Tasks »
A) In the passage on the Bertinchamps brewery, who is the master brewer?
B) Please continue the passage on the Bertinchamps brewery after its final sentence.

Text passage »
--------------------------------------------------

The Bertinchamps brewery, also known as brasserie de la Ferme de Bertinchamps, is a Belgian family-run microbrewery located in Gembloux, in the Belgian province of Namur. It brews three types of beer named Bertinchamps, which are a recognized part of Belgian beer culture. Its primary export markets are Russia, China, Japan, Ireland and France. In April 2017 it made the national news in Belgium for producing 3D-printed chocolate beer bottles.

== History ==
This family brewery started to brew beer in 2013. Two years before this, the Humblet family had bought the farm of Bertinchamps, a very old courtyard farm of the Namur part of the Hesbaye annexed to Gembloux in 1343. They wanted to renovate it and install the equipment necessary for an annual maximal beer production of 6,000 hl. The brewery has four fermentation tanks of a 60 hl to 120 hl capacity. Benoît Humblet, who used to work at the Val-Dieu brewery, is the master brewer. The label of the beer simply shows a big B (as in Bertinchamps, Belgium, Beer or even Benoît).

--------------------------------------------------

Supplied data »
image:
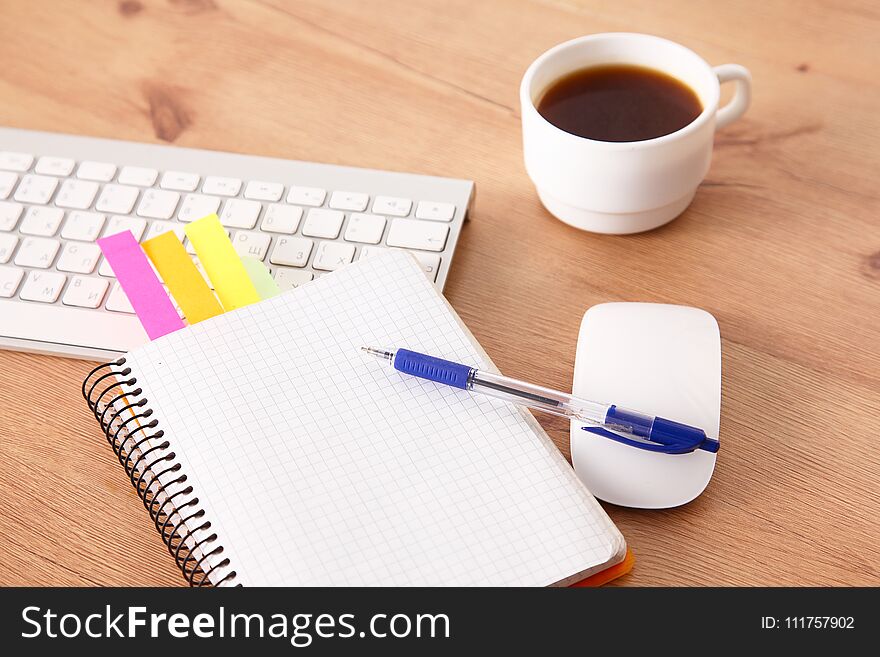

--------------------------------------------------

Outputs for the tasks »
A) Benoît Humblet, who used to work at the Val-Dieu brewery.

B)
== Beers ==
The beers brewed in this brewery are protected by the label Belgian Beer of Wallonia. This protection is granted by the Agence wallonne pour la promotion d'une agriculture de qualité (APAQ-W) - the Wallonian agency for the promotion of quality agriculture.
The brewery produces three beers sold in bottles that have the unusual capacity of 50 cl. Those are old-style farm beers, pure malt and hops, without spices or additives:
- the Bertinchamps Blonde, a 6.2% abv blonde beer.
- the Bertinchamps Triple, an 8% abv triple beer.
- the Bertinchamps Brune, a 7% abv brown beer.

The Bertinchamps brewery is also a contract brewery.

In 2017 the Bertinchamps brewery was in the news for having commissioned the 3D printing of a chocolate beer bottle.